PAGE TEXT START
Marine Group I (MGI) Thaumarchaeota are one of the most abundant and cosmopolitan chemoautotrophs within the global dark ocean. To date, no representatives of this archaeal group retrieved from the dark ocean have been successfully cultured. We used single cell genomics to investigate the genomic and metabolic diversity of thaumarchaea within the mesopelagic of the subtropical North Pacific and South Atlantic Ocean. Phylogenetic and metagenomic recruitment analysis revealed that MGI single amplified genomes (SAGs) are genetically and biogeographically distinct from existing thaumarchaea cultures obtained from surface waters. Confirming prior studies, we found genes encoding proteins for aerobic ammonia oxidation and the hydrolysis of urea, which may be used for energy production, as well as genes involved in 3-hydroxypropionate/4-hydroxybutyrate and oxidative tricarboxylic acid pathways. A large proportion of protein sequences identified in MGI SAGs were absent in the marine cultures Cenarchaeum symbiosum and Nitrosopumilus maritimus, thus expanding the predicted protein space for this archaeal group. Identifiable genes located on genomic islands with low metagenome recruitment capacity were enriched in cellular defense functions, likely in response to viral infections or grazing. We show that MGI Thaumarchaeota in the dark ocean may have more flexibility in potential energy sources and adaptations to biotic interactions than the existing, surface-ocean cultures.


Marine Group I (MGI) Thaumarchaeota [1][3] are numerically dominant and cosmopolitan within the ocean’s interior [4], [5]. Studies of the marine sponge symbiont Cenarchaeum symbiosum [6] and free-living, epipelagic Nitrosopumilus maritimus [7] have revealed that at least some members of this archaeal group fix inorganic carbon via a modified 3-hydroxypropionate/4-hydroxybutyrate (3H/4H) pathway [8], [9] and oxidize ammonia aerobically, and therefore may be responsible for a significant fraction of chemoautotrophic production in the dark ocean [10]. However, several studies have provided evidence for heterotrophy within the MGI [11], [12], suggesting a role for mixotrophy within this archaeal group. The potential importance of urea as a source of carbon and energy has also been demonstrated for deep water thaumarchaea of the Mediterranean Sea using PCR amplification [13] and in the Arctic Ocean through metagenomics [14]. In contrast, the cultured N. maritimus lacks the genes required for utilization of urea.
PAGE TEXT END
MATERIAL PROVIDED START
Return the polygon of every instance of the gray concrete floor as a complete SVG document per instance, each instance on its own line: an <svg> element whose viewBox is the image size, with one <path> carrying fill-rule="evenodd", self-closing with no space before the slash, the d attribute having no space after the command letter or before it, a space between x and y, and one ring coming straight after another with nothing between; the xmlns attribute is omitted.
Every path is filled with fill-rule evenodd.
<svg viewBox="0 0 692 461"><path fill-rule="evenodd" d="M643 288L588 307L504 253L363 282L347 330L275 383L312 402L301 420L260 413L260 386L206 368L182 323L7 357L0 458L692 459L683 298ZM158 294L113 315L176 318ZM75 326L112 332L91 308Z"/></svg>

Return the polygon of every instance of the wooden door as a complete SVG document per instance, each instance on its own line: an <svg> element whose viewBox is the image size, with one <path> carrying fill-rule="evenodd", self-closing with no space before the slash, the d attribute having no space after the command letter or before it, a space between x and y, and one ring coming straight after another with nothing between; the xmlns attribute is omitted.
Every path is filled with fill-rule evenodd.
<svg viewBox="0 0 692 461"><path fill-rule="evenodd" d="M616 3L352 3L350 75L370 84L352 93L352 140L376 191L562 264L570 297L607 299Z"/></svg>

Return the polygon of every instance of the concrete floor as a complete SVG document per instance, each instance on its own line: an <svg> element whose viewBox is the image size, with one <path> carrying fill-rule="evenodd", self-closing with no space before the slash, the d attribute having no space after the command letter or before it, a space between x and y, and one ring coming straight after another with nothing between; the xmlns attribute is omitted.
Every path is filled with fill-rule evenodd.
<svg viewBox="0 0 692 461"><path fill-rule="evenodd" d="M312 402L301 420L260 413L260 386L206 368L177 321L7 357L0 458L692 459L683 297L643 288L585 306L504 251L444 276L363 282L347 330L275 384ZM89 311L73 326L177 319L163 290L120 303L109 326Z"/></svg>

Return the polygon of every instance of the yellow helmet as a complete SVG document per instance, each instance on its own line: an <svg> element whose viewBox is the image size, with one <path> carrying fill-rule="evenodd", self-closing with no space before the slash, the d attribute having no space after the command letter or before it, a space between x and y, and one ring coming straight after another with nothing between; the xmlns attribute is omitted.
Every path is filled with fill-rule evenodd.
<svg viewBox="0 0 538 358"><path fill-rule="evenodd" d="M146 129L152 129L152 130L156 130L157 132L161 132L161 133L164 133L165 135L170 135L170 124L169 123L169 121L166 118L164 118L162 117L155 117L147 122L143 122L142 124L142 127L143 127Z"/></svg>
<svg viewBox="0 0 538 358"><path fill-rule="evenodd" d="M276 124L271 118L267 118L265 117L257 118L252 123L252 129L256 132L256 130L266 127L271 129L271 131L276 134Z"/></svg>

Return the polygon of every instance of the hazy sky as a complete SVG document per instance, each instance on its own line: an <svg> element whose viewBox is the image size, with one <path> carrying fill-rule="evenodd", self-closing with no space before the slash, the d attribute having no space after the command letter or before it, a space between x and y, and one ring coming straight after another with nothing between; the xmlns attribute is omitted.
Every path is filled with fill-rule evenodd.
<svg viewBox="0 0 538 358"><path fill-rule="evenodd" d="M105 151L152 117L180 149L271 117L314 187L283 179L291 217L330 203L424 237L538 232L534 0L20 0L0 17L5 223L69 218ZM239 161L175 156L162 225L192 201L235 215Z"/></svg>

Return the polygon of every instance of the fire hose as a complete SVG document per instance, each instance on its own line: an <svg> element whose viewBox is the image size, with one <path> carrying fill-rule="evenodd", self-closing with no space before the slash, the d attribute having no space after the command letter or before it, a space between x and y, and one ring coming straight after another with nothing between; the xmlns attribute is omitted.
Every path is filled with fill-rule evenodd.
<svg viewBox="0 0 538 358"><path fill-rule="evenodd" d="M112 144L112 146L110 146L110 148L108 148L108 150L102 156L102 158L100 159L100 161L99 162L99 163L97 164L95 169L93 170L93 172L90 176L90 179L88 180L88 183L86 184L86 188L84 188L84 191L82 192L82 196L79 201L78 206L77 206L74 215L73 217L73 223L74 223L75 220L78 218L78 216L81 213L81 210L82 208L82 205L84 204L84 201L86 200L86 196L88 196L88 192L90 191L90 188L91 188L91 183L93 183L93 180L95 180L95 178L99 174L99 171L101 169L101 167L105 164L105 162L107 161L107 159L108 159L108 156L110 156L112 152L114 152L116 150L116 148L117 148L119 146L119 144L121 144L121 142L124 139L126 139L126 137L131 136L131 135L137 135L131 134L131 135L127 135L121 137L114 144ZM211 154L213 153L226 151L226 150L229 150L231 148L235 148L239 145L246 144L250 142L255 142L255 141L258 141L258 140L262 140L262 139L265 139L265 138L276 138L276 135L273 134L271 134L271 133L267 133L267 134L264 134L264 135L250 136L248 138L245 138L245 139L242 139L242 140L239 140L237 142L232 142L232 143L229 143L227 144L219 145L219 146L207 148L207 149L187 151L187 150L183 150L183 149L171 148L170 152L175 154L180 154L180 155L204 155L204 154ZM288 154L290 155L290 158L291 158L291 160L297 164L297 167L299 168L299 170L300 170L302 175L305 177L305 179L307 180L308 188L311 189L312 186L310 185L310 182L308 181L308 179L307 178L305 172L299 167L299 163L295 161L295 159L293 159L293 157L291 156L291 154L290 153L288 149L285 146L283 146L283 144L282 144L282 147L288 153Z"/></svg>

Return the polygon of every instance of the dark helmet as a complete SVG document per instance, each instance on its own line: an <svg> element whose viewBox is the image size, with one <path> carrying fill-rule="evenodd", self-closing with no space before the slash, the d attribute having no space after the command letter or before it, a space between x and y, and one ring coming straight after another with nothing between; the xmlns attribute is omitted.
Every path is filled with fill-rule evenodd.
MATERIAL PROVIDED END
• TASK INSTRUCTIONS: Name every sea or ocean mentioned in the text on Marine Group I Thaumarchaeota.

• COMPLETED TASK:
North Pacific (subtropical)
South Atlantic Ocean
Mediterranean Sea
Arctic Ocean